((

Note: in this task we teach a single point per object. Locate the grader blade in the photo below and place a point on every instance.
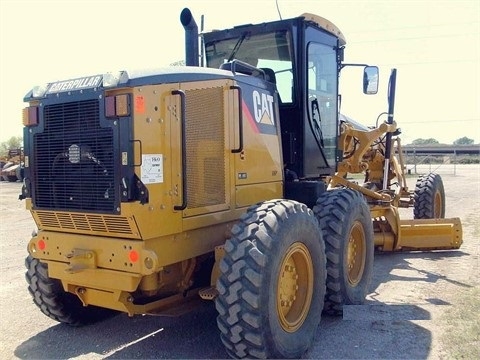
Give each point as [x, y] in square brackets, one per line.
[429, 234]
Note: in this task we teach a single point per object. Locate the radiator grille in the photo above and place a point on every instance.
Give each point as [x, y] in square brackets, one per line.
[205, 135]
[74, 160]
[75, 222]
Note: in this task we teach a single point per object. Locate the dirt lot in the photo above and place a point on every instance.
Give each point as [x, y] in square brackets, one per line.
[421, 306]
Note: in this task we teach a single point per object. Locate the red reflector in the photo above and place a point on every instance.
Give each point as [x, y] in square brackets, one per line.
[110, 106]
[133, 255]
[41, 245]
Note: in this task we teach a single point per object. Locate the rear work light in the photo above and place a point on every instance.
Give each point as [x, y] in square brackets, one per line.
[30, 116]
[117, 105]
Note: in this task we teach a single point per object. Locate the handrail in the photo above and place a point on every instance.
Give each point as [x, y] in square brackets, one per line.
[184, 154]
[240, 120]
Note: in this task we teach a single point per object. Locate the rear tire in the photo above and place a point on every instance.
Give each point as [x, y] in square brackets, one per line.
[272, 282]
[347, 230]
[53, 301]
[429, 197]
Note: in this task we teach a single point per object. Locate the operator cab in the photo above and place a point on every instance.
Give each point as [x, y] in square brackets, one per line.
[302, 56]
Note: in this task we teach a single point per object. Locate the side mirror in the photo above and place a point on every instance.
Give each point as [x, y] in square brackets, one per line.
[370, 80]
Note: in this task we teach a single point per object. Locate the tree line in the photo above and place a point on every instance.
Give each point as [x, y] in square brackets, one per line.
[16, 142]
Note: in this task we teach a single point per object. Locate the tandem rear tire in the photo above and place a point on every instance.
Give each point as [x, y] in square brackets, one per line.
[347, 230]
[53, 301]
[272, 282]
[429, 197]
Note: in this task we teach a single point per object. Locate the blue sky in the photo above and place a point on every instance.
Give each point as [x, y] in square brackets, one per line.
[435, 45]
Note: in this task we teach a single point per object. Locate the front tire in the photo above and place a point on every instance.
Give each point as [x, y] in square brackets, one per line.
[347, 230]
[429, 197]
[272, 283]
[53, 301]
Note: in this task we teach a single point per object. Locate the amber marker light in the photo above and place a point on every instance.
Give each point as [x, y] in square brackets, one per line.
[30, 116]
[41, 245]
[117, 106]
[133, 256]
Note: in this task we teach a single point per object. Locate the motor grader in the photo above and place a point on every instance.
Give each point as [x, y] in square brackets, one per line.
[155, 190]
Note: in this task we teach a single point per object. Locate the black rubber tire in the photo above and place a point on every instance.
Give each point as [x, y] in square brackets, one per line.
[53, 301]
[347, 230]
[250, 283]
[429, 197]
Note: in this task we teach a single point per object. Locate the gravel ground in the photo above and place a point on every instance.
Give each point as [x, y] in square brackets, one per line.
[421, 306]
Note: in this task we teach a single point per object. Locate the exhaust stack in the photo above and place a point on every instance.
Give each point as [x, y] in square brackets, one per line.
[191, 37]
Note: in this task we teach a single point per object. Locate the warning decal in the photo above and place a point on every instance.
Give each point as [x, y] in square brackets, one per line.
[152, 168]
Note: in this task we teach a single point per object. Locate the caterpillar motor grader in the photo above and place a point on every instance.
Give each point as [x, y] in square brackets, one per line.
[155, 189]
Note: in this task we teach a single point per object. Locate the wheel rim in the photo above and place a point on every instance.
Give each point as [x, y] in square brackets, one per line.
[437, 205]
[356, 253]
[295, 287]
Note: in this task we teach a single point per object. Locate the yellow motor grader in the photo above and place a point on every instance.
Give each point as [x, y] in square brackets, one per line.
[155, 189]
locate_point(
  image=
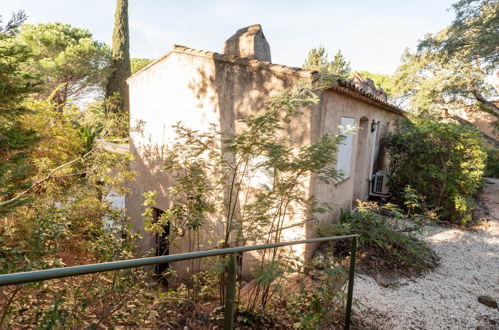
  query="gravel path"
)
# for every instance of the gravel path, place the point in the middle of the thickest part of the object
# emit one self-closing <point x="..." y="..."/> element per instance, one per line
<point x="445" y="298"/>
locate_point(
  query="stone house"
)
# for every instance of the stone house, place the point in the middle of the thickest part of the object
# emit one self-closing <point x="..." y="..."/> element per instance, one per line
<point x="201" y="87"/>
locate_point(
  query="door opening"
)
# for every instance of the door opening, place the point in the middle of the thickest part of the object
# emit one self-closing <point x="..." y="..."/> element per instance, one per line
<point x="162" y="243"/>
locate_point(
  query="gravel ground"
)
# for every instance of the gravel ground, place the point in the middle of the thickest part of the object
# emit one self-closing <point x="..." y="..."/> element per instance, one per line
<point x="445" y="298"/>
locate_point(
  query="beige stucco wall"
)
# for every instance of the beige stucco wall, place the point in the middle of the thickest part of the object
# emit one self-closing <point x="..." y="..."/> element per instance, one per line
<point x="199" y="91"/>
<point x="341" y="195"/>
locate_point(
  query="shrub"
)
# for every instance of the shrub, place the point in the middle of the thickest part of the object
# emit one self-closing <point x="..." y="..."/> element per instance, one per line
<point x="492" y="164"/>
<point x="443" y="162"/>
<point x="386" y="241"/>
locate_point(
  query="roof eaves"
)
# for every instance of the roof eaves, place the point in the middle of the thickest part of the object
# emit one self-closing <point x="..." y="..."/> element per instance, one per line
<point x="233" y="59"/>
<point x="348" y="88"/>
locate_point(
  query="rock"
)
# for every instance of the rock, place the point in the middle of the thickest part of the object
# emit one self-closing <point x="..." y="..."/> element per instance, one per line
<point x="487" y="301"/>
<point x="383" y="281"/>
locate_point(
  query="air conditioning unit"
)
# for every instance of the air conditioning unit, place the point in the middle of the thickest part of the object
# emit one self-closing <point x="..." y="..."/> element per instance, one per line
<point x="379" y="185"/>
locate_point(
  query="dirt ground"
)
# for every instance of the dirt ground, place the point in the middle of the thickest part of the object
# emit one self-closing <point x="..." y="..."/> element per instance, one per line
<point x="447" y="297"/>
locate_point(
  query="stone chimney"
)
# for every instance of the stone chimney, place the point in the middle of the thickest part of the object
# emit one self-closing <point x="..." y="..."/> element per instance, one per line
<point x="249" y="42"/>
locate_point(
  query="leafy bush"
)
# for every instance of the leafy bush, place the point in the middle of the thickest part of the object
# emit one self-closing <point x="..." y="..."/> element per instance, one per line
<point x="492" y="164"/>
<point x="443" y="162"/>
<point x="386" y="241"/>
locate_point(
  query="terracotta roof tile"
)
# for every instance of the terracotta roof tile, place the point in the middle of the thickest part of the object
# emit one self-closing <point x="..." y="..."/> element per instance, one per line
<point x="348" y="88"/>
<point x="344" y="86"/>
<point x="246" y="61"/>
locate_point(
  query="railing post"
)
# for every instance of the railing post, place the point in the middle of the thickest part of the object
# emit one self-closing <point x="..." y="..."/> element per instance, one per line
<point x="230" y="293"/>
<point x="351" y="275"/>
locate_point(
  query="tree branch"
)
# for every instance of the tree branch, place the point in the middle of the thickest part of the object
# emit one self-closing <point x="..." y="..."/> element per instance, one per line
<point x="487" y="138"/>
<point x="46" y="178"/>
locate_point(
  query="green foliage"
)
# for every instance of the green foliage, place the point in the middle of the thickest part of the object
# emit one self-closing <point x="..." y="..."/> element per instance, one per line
<point x="380" y="80"/>
<point x="339" y="66"/>
<point x="317" y="59"/>
<point x="450" y="69"/>
<point x="316" y="303"/>
<point x="442" y="162"/>
<point x="138" y="64"/>
<point x="386" y="241"/>
<point x="70" y="63"/>
<point x="120" y="66"/>
<point x="16" y="140"/>
<point x="492" y="163"/>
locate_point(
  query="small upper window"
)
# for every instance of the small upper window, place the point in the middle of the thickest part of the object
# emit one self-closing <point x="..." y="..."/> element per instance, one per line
<point x="345" y="149"/>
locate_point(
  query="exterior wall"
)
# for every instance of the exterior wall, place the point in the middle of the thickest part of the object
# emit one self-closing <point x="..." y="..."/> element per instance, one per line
<point x="334" y="106"/>
<point x="198" y="91"/>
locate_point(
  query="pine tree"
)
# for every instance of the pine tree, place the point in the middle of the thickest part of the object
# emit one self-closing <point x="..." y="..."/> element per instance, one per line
<point x="317" y="59"/>
<point x="16" y="141"/>
<point x="120" y="68"/>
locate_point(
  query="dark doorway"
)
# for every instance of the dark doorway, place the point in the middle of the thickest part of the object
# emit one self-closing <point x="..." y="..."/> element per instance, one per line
<point x="361" y="178"/>
<point x="162" y="244"/>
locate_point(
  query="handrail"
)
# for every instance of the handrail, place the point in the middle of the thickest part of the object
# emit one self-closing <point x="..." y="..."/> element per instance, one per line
<point x="48" y="274"/>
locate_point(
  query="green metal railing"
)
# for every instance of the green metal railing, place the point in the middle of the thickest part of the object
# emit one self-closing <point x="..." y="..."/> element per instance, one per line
<point x="48" y="274"/>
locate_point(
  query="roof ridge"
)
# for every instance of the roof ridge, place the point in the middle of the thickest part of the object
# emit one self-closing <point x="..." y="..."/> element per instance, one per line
<point x="246" y="61"/>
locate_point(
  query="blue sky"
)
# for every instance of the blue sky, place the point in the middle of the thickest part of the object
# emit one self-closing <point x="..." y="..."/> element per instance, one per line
<point x="371" y="34"/>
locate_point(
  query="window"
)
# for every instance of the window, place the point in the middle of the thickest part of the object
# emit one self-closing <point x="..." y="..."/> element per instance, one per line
<point x="345" y="149"/>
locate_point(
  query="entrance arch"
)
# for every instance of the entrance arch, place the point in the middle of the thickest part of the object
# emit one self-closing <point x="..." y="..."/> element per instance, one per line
<point x="361" y="160"/>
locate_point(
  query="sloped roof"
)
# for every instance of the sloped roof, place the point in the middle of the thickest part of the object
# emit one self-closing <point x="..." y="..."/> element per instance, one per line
<point x="348" y="88"/>
<point x="344" y="86"/>
<point x="235" y="60"/>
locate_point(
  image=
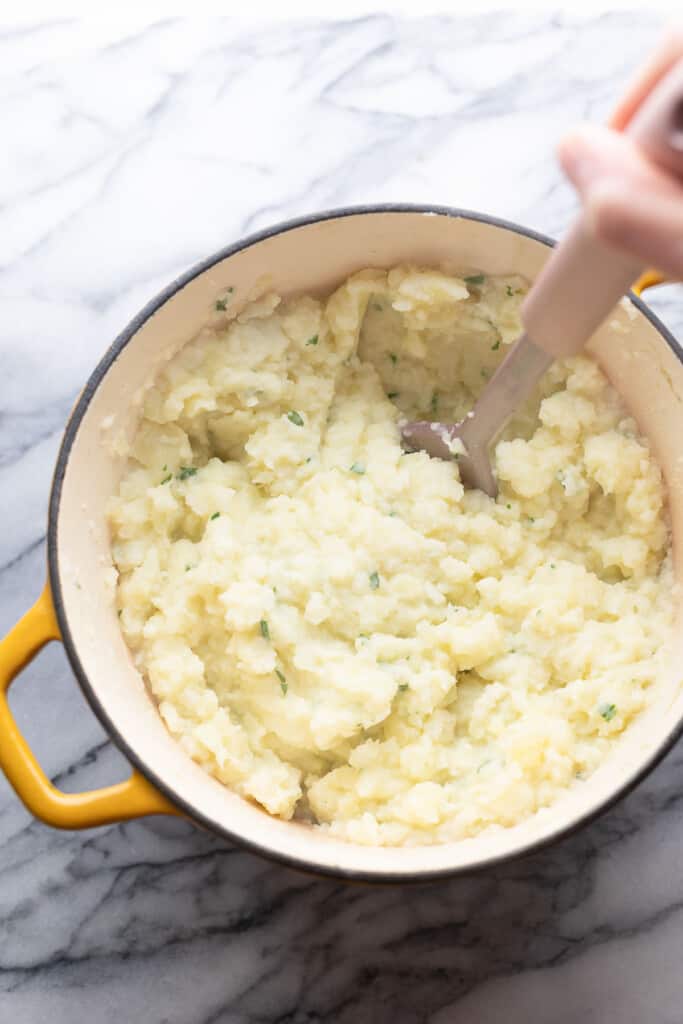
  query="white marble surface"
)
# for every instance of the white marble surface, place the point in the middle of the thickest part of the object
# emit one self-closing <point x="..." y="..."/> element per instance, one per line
<point x="128" y="153"/>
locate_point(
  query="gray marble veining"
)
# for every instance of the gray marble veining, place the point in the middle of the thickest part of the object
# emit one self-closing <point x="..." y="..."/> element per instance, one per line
<point x="129" y="153"/>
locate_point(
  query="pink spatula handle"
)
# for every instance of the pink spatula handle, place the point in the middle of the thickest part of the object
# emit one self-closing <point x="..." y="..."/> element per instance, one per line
<point x="584" y="279"/>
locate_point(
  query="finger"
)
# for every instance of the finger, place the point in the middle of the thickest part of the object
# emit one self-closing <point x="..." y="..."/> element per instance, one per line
<point x="629" y="202"/>
<point x="670" y="50"/>
<point x="643" y="224"/>
<point x="591" y="153"/>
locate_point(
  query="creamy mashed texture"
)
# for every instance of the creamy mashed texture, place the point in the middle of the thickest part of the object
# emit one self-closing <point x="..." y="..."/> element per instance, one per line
<point x="336" y="629"/>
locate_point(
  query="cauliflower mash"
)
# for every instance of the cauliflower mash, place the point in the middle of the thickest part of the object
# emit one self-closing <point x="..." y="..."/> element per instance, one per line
<point x="339" y="631"/>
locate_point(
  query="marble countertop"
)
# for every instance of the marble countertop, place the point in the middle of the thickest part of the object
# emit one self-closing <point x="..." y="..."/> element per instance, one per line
<point x="130" y="152"/>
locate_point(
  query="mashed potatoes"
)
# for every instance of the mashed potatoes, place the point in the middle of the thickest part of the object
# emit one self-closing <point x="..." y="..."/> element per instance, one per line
<point x="336" y="629"/>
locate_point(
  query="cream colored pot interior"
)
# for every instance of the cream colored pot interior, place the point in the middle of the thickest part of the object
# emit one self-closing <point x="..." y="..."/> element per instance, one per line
<point x="316" y="257"/>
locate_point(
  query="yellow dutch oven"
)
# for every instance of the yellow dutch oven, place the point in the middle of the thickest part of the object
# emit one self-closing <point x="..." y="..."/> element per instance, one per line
<point x="313" y="254"/>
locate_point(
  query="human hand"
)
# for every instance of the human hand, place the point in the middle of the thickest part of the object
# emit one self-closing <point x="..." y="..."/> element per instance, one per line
<point x="630" y="203"/>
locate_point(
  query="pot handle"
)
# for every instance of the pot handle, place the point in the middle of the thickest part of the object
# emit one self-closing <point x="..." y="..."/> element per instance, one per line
<point x="132" y="799"/>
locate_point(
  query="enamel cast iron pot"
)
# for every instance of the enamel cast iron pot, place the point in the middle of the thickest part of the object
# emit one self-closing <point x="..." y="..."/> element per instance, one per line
<point x="314" y="254"/>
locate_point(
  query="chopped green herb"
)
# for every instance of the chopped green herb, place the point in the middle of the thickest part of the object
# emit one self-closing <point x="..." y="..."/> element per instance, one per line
<point x="283" y="682"/>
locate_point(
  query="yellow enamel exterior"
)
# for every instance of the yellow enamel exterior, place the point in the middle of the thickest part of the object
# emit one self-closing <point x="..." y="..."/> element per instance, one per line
<point x="132" y="799"/>
<point x="648" y="279"/>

))

### Exercise description
If a line in the material contains the word "cast", copy that line.

### Result of this exercise
  query="enamel cast iron pot"
# for every instance of the enamel cast iron pot, place the point in the middle of the thickest part of the object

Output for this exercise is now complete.